• EXERCISE AIM
Copy out the listing word for word, from its first line through the line containing "111 49 L 112", both included.

Records:

## Begin

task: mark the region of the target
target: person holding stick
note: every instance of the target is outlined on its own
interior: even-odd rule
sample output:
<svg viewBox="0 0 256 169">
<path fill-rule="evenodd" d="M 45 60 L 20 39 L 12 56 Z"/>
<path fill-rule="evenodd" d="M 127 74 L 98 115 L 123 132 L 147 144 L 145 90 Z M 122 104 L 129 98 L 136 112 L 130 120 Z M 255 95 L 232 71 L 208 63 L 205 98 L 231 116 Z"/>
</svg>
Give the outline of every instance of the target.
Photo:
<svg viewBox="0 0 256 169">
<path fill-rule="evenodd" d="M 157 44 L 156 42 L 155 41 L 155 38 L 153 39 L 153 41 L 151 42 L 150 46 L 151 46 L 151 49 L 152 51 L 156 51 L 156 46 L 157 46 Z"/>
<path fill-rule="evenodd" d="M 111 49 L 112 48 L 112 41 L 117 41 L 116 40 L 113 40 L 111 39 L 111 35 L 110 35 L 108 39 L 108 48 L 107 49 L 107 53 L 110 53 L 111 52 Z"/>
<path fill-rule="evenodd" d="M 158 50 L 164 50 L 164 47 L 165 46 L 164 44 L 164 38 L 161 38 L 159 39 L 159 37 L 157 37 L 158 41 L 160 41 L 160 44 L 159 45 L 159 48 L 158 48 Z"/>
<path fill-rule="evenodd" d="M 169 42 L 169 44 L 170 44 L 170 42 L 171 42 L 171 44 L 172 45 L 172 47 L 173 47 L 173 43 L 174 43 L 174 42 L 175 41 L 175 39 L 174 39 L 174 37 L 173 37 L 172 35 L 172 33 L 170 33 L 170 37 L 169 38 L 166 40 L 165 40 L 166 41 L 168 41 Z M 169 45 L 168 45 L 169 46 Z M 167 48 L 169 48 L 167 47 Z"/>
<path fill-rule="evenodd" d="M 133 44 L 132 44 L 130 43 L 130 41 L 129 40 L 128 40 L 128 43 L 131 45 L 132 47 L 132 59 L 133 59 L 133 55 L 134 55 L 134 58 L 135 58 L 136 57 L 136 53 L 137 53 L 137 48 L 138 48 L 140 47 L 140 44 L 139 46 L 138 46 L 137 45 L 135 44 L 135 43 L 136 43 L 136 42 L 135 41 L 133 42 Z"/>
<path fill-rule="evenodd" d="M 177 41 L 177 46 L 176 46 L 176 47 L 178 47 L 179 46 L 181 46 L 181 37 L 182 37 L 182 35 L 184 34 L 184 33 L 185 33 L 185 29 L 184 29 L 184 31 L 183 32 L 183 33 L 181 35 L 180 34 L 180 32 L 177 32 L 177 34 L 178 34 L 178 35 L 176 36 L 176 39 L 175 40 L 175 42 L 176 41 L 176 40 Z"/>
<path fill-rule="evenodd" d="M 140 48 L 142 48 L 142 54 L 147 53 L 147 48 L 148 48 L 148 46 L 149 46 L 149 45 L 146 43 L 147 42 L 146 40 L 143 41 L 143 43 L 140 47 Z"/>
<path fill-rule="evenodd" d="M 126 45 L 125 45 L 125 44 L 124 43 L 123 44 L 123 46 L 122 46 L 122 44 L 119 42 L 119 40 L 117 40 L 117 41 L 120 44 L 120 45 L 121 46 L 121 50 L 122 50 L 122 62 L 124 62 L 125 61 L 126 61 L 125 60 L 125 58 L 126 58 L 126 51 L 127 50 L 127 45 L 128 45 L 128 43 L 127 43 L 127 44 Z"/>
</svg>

## End

• RESULT FOR THIS TASK
task: mark the region of the target
target: person holding stick
note: every instance of the target is outlined on its own
interior: even-odd rule
sample output:
<svg viewBox="0 0 256 169">
<path fill-rule="evenodd" d="M 45 60 L 20 39 L 12 56 Z"/>
<path fill-rule="evenodd" d="M 127 74 L 98 115 L 123 132 L 147 144 L 145 90 Z M 122 104 L 129 98 L 136 112 L 130 120 Z M 255 95 L 232 71 L 208 63 L 205 98 L 231 116 Z"/>
</svg>
Give the outline of every instance of the target.
Photo:
<svg viewBox="0 0 256 169">
<path fill-rule="evenodd" d="M 157 44 L 156 42 L 155 41 L 155 38 L 153 39 L 153 41 L 151 42 L 150 46 L 151 46 L 151 49 L 152 51 L 156 51 L 156 46 L 157 46 Z"/>
<path fill-rule="evenodd" d="M 111 49 L 112 48 L 112 41 L 117 41 L 116 40 L 113 40 L 111 39 L 111 35 L 110 35 L 108 39 L 108 48 L 107 49 L 107 53 L 110 53 L 111 52 Z"/>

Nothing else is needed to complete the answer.